**Istruzioni di lavoro:**
Per favore, copia dall'articolo sugli Stati Generali il passo che comincia con "Un articolo scritto" e prosegue fino a "non scontentare nessuno." compreso.
----- Testo di riferimento
Un articolo scritto dal Presidente Beniamino A. Piccone per la Gazzetta del Mezzogiorno.
Gli Stati Generali sono una buffonata.
Le cose da fare le conosciamo benissimo. Ma non si vogliono fare per non scontentare nessuno.
La presentazione del piano per la ripresa da parte di Vittorio Colao ha immediatamente generato le solite gelosie della primazia della politica, “a cui spetta decidere”. Ma ben venga, questa capacità! Purtroppo, invece, siamo davanti al solito teatrino per cui si chiama un manager o un professore, lo si incarica di qualcosa, poi, appena arrivano le proposte, si dice che bisogna valutarle con attenzione e “vedremo cosa fare”. Traduzione: metteremo tutto nei cassetti, rimandando il tutto alle calende greche.
Come ci invitava saggiamente a fare Paolo Sylos Labini (1920-2005), conta definire la corretta gerarchia nell’ordine delle priorità. Quando i commissari alla spending review Carlo Cottarelli e Roberto Perotti, in fasi diverse, hanno proposto un elenco ben preciso di cose da fare per tagliare la spesa pubblica corrente, la politica ha nicchiato costringendo i due bravi economisti a fare le valigie. Con tutti i distinguo sentiti in questi giorni, nonostante la task force di Colao abbia lavorato intensamente con proposte concrete e incisive, l’impressione è che la palla verrà lanciata sugli spalti, per evitare di compiere delle scelte e perdere eventualmente un po’ di consenso. Le cose da fare le conosciamo perfettamente. Tergiversare non serve a nulla.
----------
----- Dati di partenza
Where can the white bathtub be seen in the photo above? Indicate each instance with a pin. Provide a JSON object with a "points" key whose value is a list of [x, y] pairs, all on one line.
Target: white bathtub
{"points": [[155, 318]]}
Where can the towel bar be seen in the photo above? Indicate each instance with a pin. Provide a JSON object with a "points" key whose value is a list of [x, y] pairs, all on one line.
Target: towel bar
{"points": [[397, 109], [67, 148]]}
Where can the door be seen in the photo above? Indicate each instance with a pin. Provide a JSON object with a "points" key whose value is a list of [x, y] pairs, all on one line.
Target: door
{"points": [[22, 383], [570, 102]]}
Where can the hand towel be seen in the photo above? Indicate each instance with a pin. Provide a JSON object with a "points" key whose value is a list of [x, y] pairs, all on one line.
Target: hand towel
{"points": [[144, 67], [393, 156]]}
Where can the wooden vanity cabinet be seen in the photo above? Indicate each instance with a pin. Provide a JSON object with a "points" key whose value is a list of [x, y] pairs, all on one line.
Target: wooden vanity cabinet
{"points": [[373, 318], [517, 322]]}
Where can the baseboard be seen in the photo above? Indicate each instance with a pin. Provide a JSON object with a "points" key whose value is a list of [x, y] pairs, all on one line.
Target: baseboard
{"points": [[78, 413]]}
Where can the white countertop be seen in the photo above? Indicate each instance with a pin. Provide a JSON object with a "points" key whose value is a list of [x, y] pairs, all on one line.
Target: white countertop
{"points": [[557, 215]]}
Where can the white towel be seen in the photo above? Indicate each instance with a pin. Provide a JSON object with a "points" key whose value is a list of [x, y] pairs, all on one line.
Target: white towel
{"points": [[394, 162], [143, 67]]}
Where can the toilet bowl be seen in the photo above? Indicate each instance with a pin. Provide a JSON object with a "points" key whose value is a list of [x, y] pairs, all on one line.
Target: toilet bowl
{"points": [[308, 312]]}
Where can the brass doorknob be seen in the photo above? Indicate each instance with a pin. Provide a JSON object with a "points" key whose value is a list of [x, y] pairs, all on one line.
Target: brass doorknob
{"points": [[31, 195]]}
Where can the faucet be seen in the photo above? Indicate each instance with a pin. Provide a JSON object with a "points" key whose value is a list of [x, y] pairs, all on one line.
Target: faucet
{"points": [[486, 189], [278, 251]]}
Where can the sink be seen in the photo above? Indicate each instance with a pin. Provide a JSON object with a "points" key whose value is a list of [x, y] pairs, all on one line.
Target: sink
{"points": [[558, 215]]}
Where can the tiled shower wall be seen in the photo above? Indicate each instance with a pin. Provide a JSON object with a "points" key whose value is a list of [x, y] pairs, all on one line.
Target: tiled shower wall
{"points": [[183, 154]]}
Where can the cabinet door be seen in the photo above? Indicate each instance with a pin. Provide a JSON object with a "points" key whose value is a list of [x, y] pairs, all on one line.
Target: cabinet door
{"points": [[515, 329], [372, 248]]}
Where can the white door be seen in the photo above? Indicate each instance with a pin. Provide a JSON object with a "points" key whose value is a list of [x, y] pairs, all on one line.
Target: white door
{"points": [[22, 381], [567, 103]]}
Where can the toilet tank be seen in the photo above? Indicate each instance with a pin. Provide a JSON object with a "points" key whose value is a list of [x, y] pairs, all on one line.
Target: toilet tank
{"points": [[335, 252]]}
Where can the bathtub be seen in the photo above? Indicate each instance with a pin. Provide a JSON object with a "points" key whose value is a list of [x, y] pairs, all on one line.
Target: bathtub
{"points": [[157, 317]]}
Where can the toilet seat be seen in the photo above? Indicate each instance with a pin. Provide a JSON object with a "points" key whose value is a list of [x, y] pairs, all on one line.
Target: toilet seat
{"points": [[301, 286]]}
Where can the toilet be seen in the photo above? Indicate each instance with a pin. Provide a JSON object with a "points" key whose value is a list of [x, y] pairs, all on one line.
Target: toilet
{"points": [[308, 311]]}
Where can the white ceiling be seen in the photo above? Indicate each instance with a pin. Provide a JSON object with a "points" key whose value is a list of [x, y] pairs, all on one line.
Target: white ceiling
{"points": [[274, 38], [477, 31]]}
----------
**Soluzione dell'esercizio:**
Un articolo scritto dal Presidente Beniamino A. Piccone per la Gazzetta del Mezzogiorno.
Gli Stati Generali sono una buffonata.
Le cose da fare le conosciamo benissimo. Ma non si vogliono fare per non scontentare nessuno.